• Input material:
* begin *

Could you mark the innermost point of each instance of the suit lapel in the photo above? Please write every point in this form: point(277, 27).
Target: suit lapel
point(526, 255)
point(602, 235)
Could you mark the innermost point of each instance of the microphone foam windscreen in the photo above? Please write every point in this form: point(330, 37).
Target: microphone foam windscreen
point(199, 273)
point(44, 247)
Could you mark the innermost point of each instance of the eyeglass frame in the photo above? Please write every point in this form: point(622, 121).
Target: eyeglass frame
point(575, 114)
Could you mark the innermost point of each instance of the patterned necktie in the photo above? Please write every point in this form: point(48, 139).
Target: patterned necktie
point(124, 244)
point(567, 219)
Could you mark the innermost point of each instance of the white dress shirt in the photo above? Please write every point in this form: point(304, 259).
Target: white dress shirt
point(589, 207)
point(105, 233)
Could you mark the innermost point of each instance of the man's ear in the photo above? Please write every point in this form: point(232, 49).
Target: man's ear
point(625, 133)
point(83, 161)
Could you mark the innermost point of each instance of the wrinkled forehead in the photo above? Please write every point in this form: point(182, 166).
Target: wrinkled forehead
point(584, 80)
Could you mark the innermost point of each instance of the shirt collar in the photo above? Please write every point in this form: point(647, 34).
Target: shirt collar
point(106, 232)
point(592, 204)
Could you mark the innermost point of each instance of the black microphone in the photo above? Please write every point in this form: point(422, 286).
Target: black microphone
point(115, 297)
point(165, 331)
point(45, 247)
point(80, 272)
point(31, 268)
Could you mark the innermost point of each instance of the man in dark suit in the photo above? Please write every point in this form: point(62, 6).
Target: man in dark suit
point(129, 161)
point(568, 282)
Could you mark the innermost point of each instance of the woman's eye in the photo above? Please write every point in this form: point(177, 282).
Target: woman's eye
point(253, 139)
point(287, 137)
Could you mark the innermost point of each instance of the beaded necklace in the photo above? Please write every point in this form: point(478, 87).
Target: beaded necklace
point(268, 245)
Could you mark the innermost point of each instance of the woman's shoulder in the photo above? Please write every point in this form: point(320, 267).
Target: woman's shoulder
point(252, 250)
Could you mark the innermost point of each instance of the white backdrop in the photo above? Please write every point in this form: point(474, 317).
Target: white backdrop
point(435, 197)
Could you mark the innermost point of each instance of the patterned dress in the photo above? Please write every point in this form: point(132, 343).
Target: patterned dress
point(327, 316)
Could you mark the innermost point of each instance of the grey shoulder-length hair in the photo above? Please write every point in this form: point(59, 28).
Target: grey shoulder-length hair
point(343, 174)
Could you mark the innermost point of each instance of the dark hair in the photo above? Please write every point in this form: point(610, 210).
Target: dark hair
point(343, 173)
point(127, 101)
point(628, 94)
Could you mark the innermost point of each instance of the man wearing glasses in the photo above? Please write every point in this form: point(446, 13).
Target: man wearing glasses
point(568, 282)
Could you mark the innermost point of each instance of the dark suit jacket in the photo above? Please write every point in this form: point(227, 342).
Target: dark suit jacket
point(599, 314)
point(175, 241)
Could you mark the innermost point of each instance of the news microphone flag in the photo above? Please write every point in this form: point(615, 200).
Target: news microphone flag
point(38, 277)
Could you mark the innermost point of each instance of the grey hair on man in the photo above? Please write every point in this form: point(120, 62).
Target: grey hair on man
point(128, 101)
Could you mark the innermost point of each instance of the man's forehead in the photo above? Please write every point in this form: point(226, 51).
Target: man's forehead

* end *

• Exercise task:
Present every line of the material above as a Markdown table with the columns "No." and "Line", numbering the rows in order and omitting any blank lines.

• Task answer:
| No. | Line |
|---|---|
| 1 | Could you mark the innermost point of each instance of the suit lapel in the photo above? Please write every point in this form: point(277, 27). |
| 2 | Target: suit lapel |
| 3 | point(526, 255) |
| 4 | point(602, 235) |
| 5 | Could you mark the innermost point of each instance of the microphone foam windscreen in the photo above? Please write every point in this form: point(330, 37). |
| 6 | Target: microphone foam windscreen |
| 7 | point(199, 273) |
| 8 | point(44, 247) |
| 9 | Could you mark the innermost point of each instance of the eyeglass frame in the photo above? Please write every point in this form: point(622, 121). |
| 10 | Target: eyeglass frame |
| 11 | point(575, 114) |
| 12 | Could you mark the innermost point of each instance of the patterned necktie in the photo above? Please write every point in this form: point(48, 139). |
| 13 | Target: patterned necktie |
| 14 | point(124, 244) |
| 15 | point(567, 219) |
| 16 | Could you mark the innermost point of each instance of the white dress shirt in the photo above? Please write every point in this form: point(304, 259). |
| 17 | Target: white dress shirt |
| 18 | point(589, 207) |
| 19 | point(105, 233) |
| 20 | Could you mark the innermost point of each instance of the man's ear in the photo above? Please write every point in this form: point(232, 49). |
| 21 | Target: man's ear |
| 22 | point(625, 133) |
| 23 | point(83, 161) |
| 24 | Could you mark the innermost point of each instance of the wrinkled forehead in the photo above? Please write every point in this form: point(182, 166). |
| 25 | Target: wrinkled forehead |
| 26 | point(584, 80) |
| 27 | Could you mark the innermost point of each instance of the shirt collar in the photo above? Please write every point in this form: point(647, 34). |
| 28 | Target: shirt collar |
| 29 | point(106, 232) |
| 30 | point(592, 204) |
| 31 | Could you mark the innermost point of each instance of the black microphone in the photo above? Please write every point in this form: point(422, 286). |
| 32 | Target: black microphone |
| 33 | point(115, 297) |
| 34 | point(165, 331) |
| 35 | point(45, 247) |
| 36 | point(80, 272) |
| 37 | point(31, 268) |
| 38 | Could you mark the innermost point of each instance of the man in dark suit in the photo above? Please write every point in this form: point(62, 6). |
| 39 | Target: man in dark suit |
| 40 | point(129, 161) |
| 41 | point(568, 282) |
| 42 | Could you mark the innermost point of each instance of the woman's eye in the photo above? Please write every point in this form: point(177, 282). |
| 43 | Target: woman's eye |
| 44 | point(253, 139) |
| 45 | point(287, 137) |
| 46 | Could you mark the innermost point of each instance of the beaded necklace in the photo above? Please write every point in this form: point(478, 87). |
| 47 | Target: beaded necklace |
| 48 | point(268, 245) |
| 49 | Could you mark the innermost point of each instance of the woman's shoulder in the photo above? Please write every point in this form: point(320, 267). |
| 50 | Target: woman's shoulder |
| 51 | point(252, 250) |
| 52 | Could you mark the innermost point of each instance of the white backdrop in the photo above? Please write every point in this form: point(474, 317). |
| 53 | Target: white backdrop |
| 54 | point(435, 197) |
| 55 | Could you mark the innermost point of each instance of the patterned dress in the photo above? Please write every point in this form: point(132, 343). |
| 56 | Target: patterned dress |
| 57 | point(327, 316) |
| 58 | Could you mark the innermost point of each instance of the grey shoulder-length hair in the photo above? Please write every point in this form: point(59, 28). |
| 59 | Target: grey shoulder-length hair |
| 60 | point(343, 174) |
| 61 | Could you mark the innermost point of each instance of the dark hair in the photo above? Please write every point in this form: point(610, 210). |
| 62 | Target: dark hair |
| 63 | point(343, 173) |
| 64 | point(127, 101) |
| 65 | point(628, 94) |
| 66 | Could you mark the innermost point of each instance of the man wearing glasses in the photo above? Please write every point in this form: point(446, 13). |
| 67 | Target: man wearing glasses |
| 68 | point(568, 282) |
| 69 | Could you mark the innermost point of each instance of the dark suit jacket in the photo above? Please write every point in this form: point(227, 342). |
| 70 | Target: dark suit jacket |
| 71 | point(599, 314) |
| 72 | point(175, 241) |
| 73 | Could you mark the innermost point of each instance of the news microphone flag in the photo above? Please write every point in this form: point(615, 200). |
| 74 | Target: news microphone flag |
| 75 | point(38, 277) |
| 76 | Could you mark the innermost point of each instance of the grey hair on man in the photo above? Please write every point in this form: point(120, 62). |
| 77 | Target: grey hair on man |
| 78 | point(128, 101) |
| 79 | Could you mark the innermost point of each instance of the man's forehead in the photo above? Please write every point in this form: point(226, 51). |
| 80 | Target: man's forehead |